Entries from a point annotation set
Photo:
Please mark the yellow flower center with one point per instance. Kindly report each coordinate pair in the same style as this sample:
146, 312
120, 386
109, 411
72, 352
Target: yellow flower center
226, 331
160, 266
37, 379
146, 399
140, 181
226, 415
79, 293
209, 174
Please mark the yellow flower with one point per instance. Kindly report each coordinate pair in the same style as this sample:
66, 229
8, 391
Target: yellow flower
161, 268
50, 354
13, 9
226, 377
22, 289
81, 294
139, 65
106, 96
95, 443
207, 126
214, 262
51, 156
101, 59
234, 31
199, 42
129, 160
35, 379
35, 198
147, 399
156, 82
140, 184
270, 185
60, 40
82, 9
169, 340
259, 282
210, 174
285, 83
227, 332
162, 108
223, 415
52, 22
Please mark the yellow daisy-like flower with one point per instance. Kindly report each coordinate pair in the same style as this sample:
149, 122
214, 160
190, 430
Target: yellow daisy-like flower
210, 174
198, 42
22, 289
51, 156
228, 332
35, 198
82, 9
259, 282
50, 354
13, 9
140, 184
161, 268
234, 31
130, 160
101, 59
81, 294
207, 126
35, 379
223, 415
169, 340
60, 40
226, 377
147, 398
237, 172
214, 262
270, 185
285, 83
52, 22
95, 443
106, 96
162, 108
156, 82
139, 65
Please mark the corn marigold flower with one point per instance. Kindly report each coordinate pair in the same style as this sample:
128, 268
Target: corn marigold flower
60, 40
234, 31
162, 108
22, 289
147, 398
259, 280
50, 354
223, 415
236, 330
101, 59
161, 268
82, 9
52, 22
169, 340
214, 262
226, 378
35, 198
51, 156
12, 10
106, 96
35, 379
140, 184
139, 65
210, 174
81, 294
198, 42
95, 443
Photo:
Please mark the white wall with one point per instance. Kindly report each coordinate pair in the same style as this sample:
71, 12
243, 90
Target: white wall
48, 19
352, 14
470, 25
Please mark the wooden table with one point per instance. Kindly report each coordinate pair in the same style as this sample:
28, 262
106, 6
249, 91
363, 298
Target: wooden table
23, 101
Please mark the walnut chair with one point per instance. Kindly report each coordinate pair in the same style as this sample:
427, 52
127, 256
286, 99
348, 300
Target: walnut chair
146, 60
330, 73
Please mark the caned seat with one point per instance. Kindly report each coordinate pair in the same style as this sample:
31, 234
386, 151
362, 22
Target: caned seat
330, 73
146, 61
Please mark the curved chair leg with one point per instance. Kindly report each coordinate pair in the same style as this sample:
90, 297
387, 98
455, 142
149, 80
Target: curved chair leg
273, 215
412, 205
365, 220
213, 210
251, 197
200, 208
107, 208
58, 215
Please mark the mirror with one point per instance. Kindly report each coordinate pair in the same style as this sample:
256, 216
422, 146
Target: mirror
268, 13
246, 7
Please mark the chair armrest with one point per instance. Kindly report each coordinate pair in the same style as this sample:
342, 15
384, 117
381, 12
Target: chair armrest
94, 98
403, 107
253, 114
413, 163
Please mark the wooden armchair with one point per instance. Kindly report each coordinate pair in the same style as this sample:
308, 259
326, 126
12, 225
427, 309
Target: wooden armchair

● WHAT IS NEEDED
Output each record exactly, leaving nothing out.

● WRITTEN RESPONSE
Photo:
Please mark the yellow flower center with one point per instance. Kindly report each coordinate pair in the same style as this sample:
146, 312
120, 386
109, 411
72, 352
Target: yellow flower center
226, 331
160, 266
37, 379
146, 399
140, 181
226, 415
79, 293
209, 174
Please mark the yellow flower with one point per instance. Kindly report each coordinate pair in the same style as this sample:
66, 229
8, 391
Target: yellow flower
161, 268
50, 354
13, 9
226, 377
22, 289
81, 294
139, 65
106, 96
95, 443
207, 126
214, 262
51, 156
101, 59
234, 31
199, 42
129, 160
35, 379
35, 198
147, 399
156, 82
140, 184
270, 185
60, 40
82, 9
169, 340
259, 282
210, 174
285, 83
227, 332
162, 108
223, 415
52, 22
Please mark the yellow daisy-like flower with one point per instance. Kindly report each coordinate pair in the same style as this sample:
149, 122
214, 160
190, 430
Target: yellow daisy-like flower
210, 174
198, 42
22, 289
51, 156
228, 332
35, 198
82, 9
259, 282
50, 354
13, 9
140, 184
161, 268
234, 31
130, 160
101, 59
81, 294
207, 126
35, 379
223, 415
169, 340
60, 40
226, 377
147, 398
237, 172
214, 262
270, 185
285, 83
52, 22
95, 443
106, 96
162, 108
156, 82
139, 65
Please mark the corn marigold flower with one point per instance. Kindly report each coordinate pair in the same style as this sample:
128, 268
Target: corn marigold flower
60, 40
234, 31
162, 108
22, 289
147, 398
259, 280
50, 354
223, 415
236, 330
101, 59
161, 268
82, 9
52, 22
169, 340
214, 262
226, 378
35, 198
51, 156
12, 10
106, 96
35, 379
140, 184
139, 65
210, 174
81, 294
198, 42
95, 443
Photo:
Please mark the white wall with one point per instance. Kindly report each coordinate pair in the same style as this sample:
71, 12
243, 90
Target: white wall
48, 19
352, 14
470, 25
Please mark the wooden table with one point per instance. Kindly report each coordinate pair in the same style as this sample:
28, 262
106, 6
249, 91
363, 298
Target: wooden table
23, 101
Please mark the walnut chair with one point per instance. Kindly report each coordinate pair in the same style as this sample:
427, 52
127, 256
286, 99
348, 300
Target: walnut chair
146, 60
330, 73
Please mark the caned seat with one point per instance. Kindly report each coordinate pair in the same style as this sample:
31, 234
386, 151
362, 22
Target: caned seat
330, 73
146, 61
Please mark the curved chair leg with one point per instance. Kindly report each coordinate pair in the same style as this sample:
90, 297
387, 98
455, 142
149, 80
Target: curved chair leg
273, 215
412, 205
365, 220
213, 210
251, 197
200, 208
107, 208
58, 215
Please mark the mirror with one point per instance. Kindly report each coordinate pair in the same style as this sample:
256, 216
422, 146
Target: mirror
268, 13
246, 7
Please mark the chair armrest with one point per instance. Kindly report each coordinate pair in the same style as this sample:
342, 15
384, 117
381, 12
Target: chair armrest
94, 98
403, 107
253, 114
413, 163
Please mark the wooden armchair with one point per instance. Kindly report each coordinate pair in the same style as this sample:
308, 259
326, 126
12, 225
427, 309
Target: wooden armchair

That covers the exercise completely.